> _Description of the task_
Format the lines of the entries below as a JSON list of strings, one string per line, skipping blank lines. Include only the lines from the one containing "outline building sign, every instance" down through the one containing "[[[99,3],[95,3],[95,19],[99,19]]]", both ends included.

::: Entries supplied

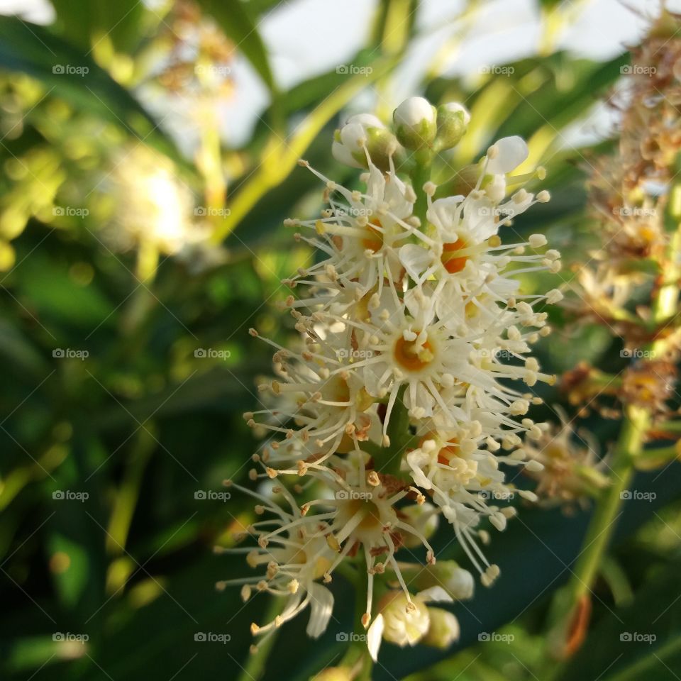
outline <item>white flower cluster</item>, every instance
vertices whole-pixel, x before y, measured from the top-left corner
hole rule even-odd
[[[519,239],[509,226],[549,199],[522,187],[528,176],[509,176],[528,155],[520,138],[499,140],[465,169],[465,193],[409,181],[423,177],[433,153],[458,141],[469,118],[460,105],[436,109],[419,98],[396,110],[394,134],[374,116],[353,117],[333,153],[366,168],[365,189],[346,189],[311,168],[326,185],[328,207],[317,219],[286,221],[323,258],[286,282],[304,291],[287,301],[300,346],[267,341],[276,348],[277,377],[262,389],[276,396],[276,409],[245,414],[272,433],[254,457],[261,472],[252,478],[295,476],[291,489],[276,485],[287,509],[260,497],[256,510],[268,519],[248,528],[258,545],[248,562],[265,572],[243,580],[244,597],[253,587],[288,597],[281,614],[254,624],[254,633],[310,605],[308,633],[319,636],[333,607],[323,585],[343,563],[344,575],[347,568],[366,582],[362,623],[373,621],[375,658],[382,636],[401,645],[455,638],[429,632],[436,623],[450,633],[456,627],[453,616],[431,617],[424,604],[472,591],[465,570],[435,565],[428,537],[441,515],[482,583],[499,575],[479,543],[488,539],[485,519],[502,531],[515,512],[504,503],[514,489],[500,464],[541,468],[521,447],[543,428],[526,416],[541,402],[526,389],[553,377],[528,353],[549,331],[540,309],[561,297],[523,295],[519,275],[557,272],[560,261],[543,236]],[[398,560],[400,548],[419,545],[425,566]],[[453,569],[455,586],[444,576]],[[411,595],[424,570],[431,581]],[[401,591],[383,593],[390,585]]]

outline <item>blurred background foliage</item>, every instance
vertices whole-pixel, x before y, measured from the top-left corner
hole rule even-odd
[[[421,4],[373,3],[373,23],[358,27],[366,36],[360,51],[287,90],[259,31],[286,4],[52,4],[48,26],[0,17],[0,675],[304,680],[342,652],[336,634],[349,631],[348,586],[334,582],[338,607],[319,643],[298,621],[269,663],[250,658],[249,624],[270,605],[256,599],[245,609],[238,589],[216,594],[216,580],[246,568],[211,548],[230,545],[252,518],[250,503],[200,492],[221,491],[226,477],[247,480],[256,443],[241,413],[260,403],[256,378],[270,361],[248,327],[284,344],[293,336],[293,320],[277,306],[287,294],[279,280],[314,256],[282,222],[318,210],[322,189],[296,161],[356,182],[331,156],[333,131],[361,108],[356,101],[390,115],[398,70],[423,39]],[[499,136],[526,137],[526,170],[546,167],[553,200],[515,228],[546,233],[568,262],[584,258],[598,239],[584,210],[585,180],[613,142],[572,140],[629,55],[594,61],[557,50],[562,27],[588,3],[554,0],[536,6],[534,56],[472,78],[446,74],[448,55],[485,4],[471,0],[448,14],[451,36],[420,76],[434,104],[462,101],[472,114],[445,165],[477,160]],[[321,2],[314,11],[325,12]],[[250,138],[233,145],[222,134],[221,102],[238,102],[233,67],[244,60],[270,104]],[[566,268],[558,283],[570,288],[572,277]],[[566,328],[552,314],[558,328],[540,348],[548,370],[624,361],[602,328]],[[544,397],[565,402],[558,389]],[[616,429],[598,423],[602,451]],[[597,587],[593,638],[569,665],[547,666],[543,632],[589,509],[524,509],[490,548],[504,577],[457,606],[455,650],[391,648],[375,678],[678,678],[677,604],[650,610],[664,610],[648,623],[654,646],[624,646],[619,636],[649,631],[646,607],[677,588],[677,474],[672,467],[638,484],[657,499],[624,514]],[[67,493],[87,498],[59,498]],[[446,528],[435,546],[442,557],[458,555]],[[494,631],[512,633],[514,644],[478,643]],[[195,641],[207,631],[231,640]],[[88,640],[60,640],[73,638],[58,635],[66,633]]]

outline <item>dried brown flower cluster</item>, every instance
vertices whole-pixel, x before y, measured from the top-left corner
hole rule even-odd
[[[590,181],[589,204],[600,223],[602,245],[586,265],[573,268],[580,299],[567,305],[580,321],[604,325],[621,338],[621,356],[631,361],[617,377],[584,365],[570,372],[563,386],[575,404],[610,394],[655,417],[668,411],[673,394],[681,338],[675,316],[681,218],[680,31],[681,16],[665,11],[632,50],[631,65],[622,67],[625,88],[616,105],[621,111],[619,149],[597,163]],[[619,415],[611,404],[597,408],[603,416]]]

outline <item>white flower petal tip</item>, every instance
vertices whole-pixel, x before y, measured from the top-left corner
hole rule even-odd
[[[527,144],[521,137],[514,135],[502,138],[489,148],[487,172],[490,175],[502,175],[511,172],[517,168],[529,154]]]

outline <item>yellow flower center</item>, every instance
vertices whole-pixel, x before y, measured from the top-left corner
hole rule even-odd
[[[453,275],[460,272],[465,266],[468,256],[462,255],[461,251],[468,248],[468,244],[460,237],[455,241],[443,244],[443,252],[441,260],[445,269]]]
[[[419,343],[416,340],[405,340],[402,336],[395,341],[393,356],[400,366],[412,372],[425,369],[435,359],[433,346],[428,340]]]

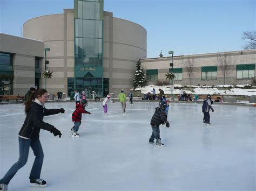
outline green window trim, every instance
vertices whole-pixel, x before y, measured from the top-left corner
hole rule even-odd
[[[0,70],[0,77],[14,78],[14,71],[3,71]]]
[[[169,69],[169,72],[172,72],[172,68]],[[172,73],[182,73],[183,69],[182,68],[172,68]]]
[[[147,69],[146,70],[146,74],[158,74],[158,69]]]
[[[255,63],[237,65],[237,70],[255,69]]]
[[[202,66],[201,72],[217,72],[217,66]]]

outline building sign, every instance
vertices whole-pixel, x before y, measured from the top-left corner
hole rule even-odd
[[[93,70],[96,71],[96,68],[95,67],[82,67],[81,70]]]

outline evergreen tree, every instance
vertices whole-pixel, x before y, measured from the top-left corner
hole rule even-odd
[[[161,50],[161,51],[160,52],[159,56],[161,58],[164,57],[164,55],[162,54],[162,50]]]
[[[133,81],[133,88],[143,87],[146,84],[146,77],[143,69],[141,68],[141,62],[138,61],[136,63],[137,70],[135,72],[135,78]]]

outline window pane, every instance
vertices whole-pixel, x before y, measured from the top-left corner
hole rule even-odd
[[[76,84],[83,84],[83,77],[76,78]]]
[[[102,38],[102,20],[95,20],[95,38]]]
[[[254,69],[250,69],[249,70],[249,77],[250,78],[254,77]]]
[[[92,20],[83,20],[83,37],[94,38],[95,22]]]
[[[202,72],[202,79],[206,79],[206,72]]]
[[[242,78],[242,70],[237,70],[237,79]]]
[[[212,79],[212,72],[206,72],[206,79]]]
[[[75,36],[76,37],[83,37],[83,20],[76,19],[75,22]]]
[[[102,39],[95,39],[95,56],[100,57],[102,54]]]
[[[248,70],[242,70],[242,78],[248,78]]]
[[[83,18],[83,1],[78,1],[78,17],[79,19]]]
[[[95,40],[94,39],[84,38],[83,42],[84,54],[88,55],[95,54]]]
[[[83,38],[76,38],[76,44],[75,46],[76,54],[83,54]]]
[[[83,17],[84,19],[95,19],[95,3],[84,2]]]
[[[212,72],[212,79],[217,79],[217,72]]]
[[[10,54],[0,54],[0,65],[10,65]]]
[[[99,3],[95,3],[95,19],[99,19]]]

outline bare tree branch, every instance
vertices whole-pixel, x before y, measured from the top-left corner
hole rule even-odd
[[[244,32],[242,39],[246,40],[243,48],[246,49],[256,48],[256,31]]]
[[[193,75],[194,66],[194,59],[191,58],[188,55],[188,58],[185,60],[182,60],[181,63],[186,68],[188,77],[190,77],[190,85],[191,85],[191,77]]]
[[[224,84],[226,84],[226,76],[231,73],[234,67],[235,58],[228,55],[227,53],[219,53],[217,56],[218,64],[224,77]]]

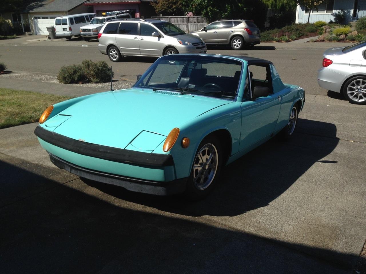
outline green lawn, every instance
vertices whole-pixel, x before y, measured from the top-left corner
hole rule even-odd
[[[0,129],[37,122],[49,106],[71,98],[0,88]]]

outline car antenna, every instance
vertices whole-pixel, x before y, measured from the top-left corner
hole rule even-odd
[[[112,66],[111,66],[111,91],[114,91],[114,90],[113,89],[113,87],[112,86],[112,74],[113,73],[113,71],[112,70]]]

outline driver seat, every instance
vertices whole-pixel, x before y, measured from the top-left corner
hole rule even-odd
[[[205,78],[207,74],[207,69],[194,69],[191,72],[187,88],[202,87],[205,84]]]

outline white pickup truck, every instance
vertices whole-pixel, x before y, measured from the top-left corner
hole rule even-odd
[[[80,36],[85,41],[98,38],[98,34],[106,22],[112,19],[132,18],[132,11],[117,11],[103,12],[103,16],[93,17],[90,24],[80,28]]]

::::::

> _The answer_
[
  "outline building sign, every instance",
  "vertices whole-pixel, x before y, measured from the top-left corner",
  "hole rule even-odd",
  "[[[93,70],[96,71],[96,68],[95,67],[82,67],[81,70]]]",
  "outline evergreen tree, every instance",
  "vertices whole-pixel, x before y, measured from the top-left corner",
  "hole rule even-odd",
  "[[[161,50],[161,51],[160,52],[159,56],[161,58],[164,57],[164,55],[162,54],[162,50]]]",
  "[[[133,81],[133,88],[143,87],[146,84],[146,77],[143,69],[141,68],[141,62],[138,61],[136,63],[137,70],[135,72],[135,78]]]",
  "outline window pane, every instance",
  "vertices whole-pixel, x before y, measured from the top-left corner",
  "hole rule even-odd",
  "[[[76,84],[83,84],[83,77],[76,78]]]",
  "[[[102,38],[102,20],[95,20],[95,38]]]",
  "[[[254,69],[250,69],[249,70],[249,77],[250,78],[254,77]]]",
  "[[[92,20],[83,20],[83,37],[94,38],[95,22]]]",
  "[[[202,72],[202,79],[206,79],[206,72]]]",
  "[[[242,78],[242,70],[237,70],[237,79]]]",
  "[[[212,79],[212,72],[206,72],[206,79]]]",
  "[[[75,36],[76,37],[83,37],[83,20],[76,19],[75,22]]]",
  "[[[102,39],[95,39],[95,56],[100,57],[102,54]]]",
  "[[[248,70],[242,70],[242,78],[248,78]]]",
  "[[[83,18],[83,1],[78,1],[78,17],[79,19]]]",
  "[[[95,40],[94,39],[84,38],[83,42],[84,54],[88,55],[95,54]]]",
  "[[[83,38],[76,38],[76,44],[75,46],[76,54],[83,54]]]",
  "[[[83,17],[84,19],[95,19],[95,3],[84,2]]]",
  "[[[212,72],[212,79],[217,79],[217,72]]]",
  "[[[10,54],[0,54],[0,65],[10,65]]]",
  "[[[99,3],[95,3],[95,19],[99,19]]]"
]